**YOUR INSTRUCTIONS:** Can the data below be set down again exactly, line for line?

::: DATA EXCERPTS :::

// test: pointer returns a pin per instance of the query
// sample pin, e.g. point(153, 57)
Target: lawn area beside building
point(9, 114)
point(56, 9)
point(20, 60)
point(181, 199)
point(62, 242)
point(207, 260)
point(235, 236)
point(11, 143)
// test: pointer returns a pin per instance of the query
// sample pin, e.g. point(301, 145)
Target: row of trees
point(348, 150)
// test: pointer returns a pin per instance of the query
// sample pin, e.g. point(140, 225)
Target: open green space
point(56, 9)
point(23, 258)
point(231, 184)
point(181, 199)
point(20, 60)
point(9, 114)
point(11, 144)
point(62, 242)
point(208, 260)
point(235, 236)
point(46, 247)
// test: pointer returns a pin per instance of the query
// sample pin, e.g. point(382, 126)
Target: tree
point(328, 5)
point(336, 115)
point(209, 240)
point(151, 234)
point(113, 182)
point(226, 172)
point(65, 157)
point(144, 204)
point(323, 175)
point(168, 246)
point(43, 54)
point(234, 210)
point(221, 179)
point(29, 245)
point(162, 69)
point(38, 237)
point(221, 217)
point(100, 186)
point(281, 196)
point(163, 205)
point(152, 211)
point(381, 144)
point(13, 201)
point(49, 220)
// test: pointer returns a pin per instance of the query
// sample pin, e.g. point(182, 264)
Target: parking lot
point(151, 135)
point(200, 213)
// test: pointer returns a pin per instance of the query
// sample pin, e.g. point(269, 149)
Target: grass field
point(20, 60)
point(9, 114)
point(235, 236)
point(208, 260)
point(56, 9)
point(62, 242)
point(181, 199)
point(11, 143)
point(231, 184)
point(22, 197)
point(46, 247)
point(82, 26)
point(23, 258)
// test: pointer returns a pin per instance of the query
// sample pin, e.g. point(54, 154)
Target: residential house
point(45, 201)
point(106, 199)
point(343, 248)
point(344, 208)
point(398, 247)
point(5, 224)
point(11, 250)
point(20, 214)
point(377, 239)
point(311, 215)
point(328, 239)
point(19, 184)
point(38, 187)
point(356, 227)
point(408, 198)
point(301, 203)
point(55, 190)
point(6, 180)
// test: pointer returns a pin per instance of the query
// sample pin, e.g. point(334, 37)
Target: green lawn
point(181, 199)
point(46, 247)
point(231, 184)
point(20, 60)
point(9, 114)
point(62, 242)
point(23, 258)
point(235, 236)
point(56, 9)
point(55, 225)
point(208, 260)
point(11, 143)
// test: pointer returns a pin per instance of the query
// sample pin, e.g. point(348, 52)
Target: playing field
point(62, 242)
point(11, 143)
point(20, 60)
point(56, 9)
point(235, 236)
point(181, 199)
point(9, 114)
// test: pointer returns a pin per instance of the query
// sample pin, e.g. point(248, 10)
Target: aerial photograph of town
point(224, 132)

:::

**TASK SOLUTION:**
// test: pointer returns a pin per instance of the query
// sample pin, e.g. point(153, 57)
Target: lawn area beside building
point(9, 114)
point(56, 9)
point(20, 60)
point(181, 199)
point(62, 242)
point(207, 260)
point(235, 236)
point(11, 143)
// test: pointer returns a pin per instance of the query
// sample pin, e.g. point(301, 145)
Target: row of trees
point(348, 150)
// test: pointer returns a pin per instance of the query
// sample pin, e.g. point(140, 225)
Target: open green space
point(56, 9)
point(23, 258)
point(231, 184)
point(181, 199)
point(20, 60)
point(9, 114)
point(11, 144)
point(62, 242)
point(208, 260)
point(235, 236)
point(46, 247)
// test: pointer returns a pin per instance of the query
// sample pin, e.g. point(382, 126)
Target: tree
point(328, 5)
point(336, 115)
point(209, 240)
point(151, 234)
point(113, 182)
point(226, 172)
point(65, 157)
point(144, 204)
point(323, 175)
point(168, 246)
point(43, 54)
point(234, 210)
point(221, 179)
point(29, 245)
point(162, 69)
point(38, 237)
point(221, 217)
point(100, 186)
point(281, 196)
point(163, 205)
point(152, 211)
point(381, 144)
point(13, 201)
point(49, 220)
// test: pointer returns a pin per instance of the query
// sample pin, e.g. point(182, 264)
Target: parking lot
point(151, 135)
point(200, 213)
// test: pointer returns a pin per instance of the query
// sample pin, e.g. point(269, 149)
Target: grass field
point(20, 60)
point(9, 114)
point(235, 236)
point(208, 260)
point(56, 9)
point(62, 242)
point(181, 199)
point(11, 143)
point(231, 184)
point(22, 197)
point(46, 247)
point(82, 26)
point(23, 258)
// test: pointer returns a pin per instance of the query
// sample pin, e.g. point(54, 154)
Target: residential house
point(45, 201)
point(106, 199)
point(343, 248)
point(344, 208)
point(398, 247)
point(5, 224)
point(11, 250)
point(20, 214)
point(377, 239)
point(311, 215)
point(328, 239)
point(19, 184)
point(38, 187)
point(356, 227)
point(408, 198)
point(301, 203)
point(55, 190)
point(6, 180)
// test: pointer returns a pin per instance of the query
// sample pin, e.g. point(334, 37)
Target: green lawn
point(181, 199)
point(46, 247)
point(231, 184)
point(20, 60)
point(9, 114)
point(62, 242)
point(23, 258)
point(235, 236)
point(56, 9)
point(55, 225)
point(208, 260)
point(11, 143)
// test: pointer returns a pin per instance of the query
// sample pin, e.g. point(348, 52)
Target: playing field
point(62, 242)
point(11, 143)
point(20, 60)
point(56, 9)
point(235, 236)
point(181, 199)
point(9, 114)
// test: pointer returns a pin per instance of the query
// sample pin, e.g. point(248, 10)
Target: aerial photograph of town
point(224, 132)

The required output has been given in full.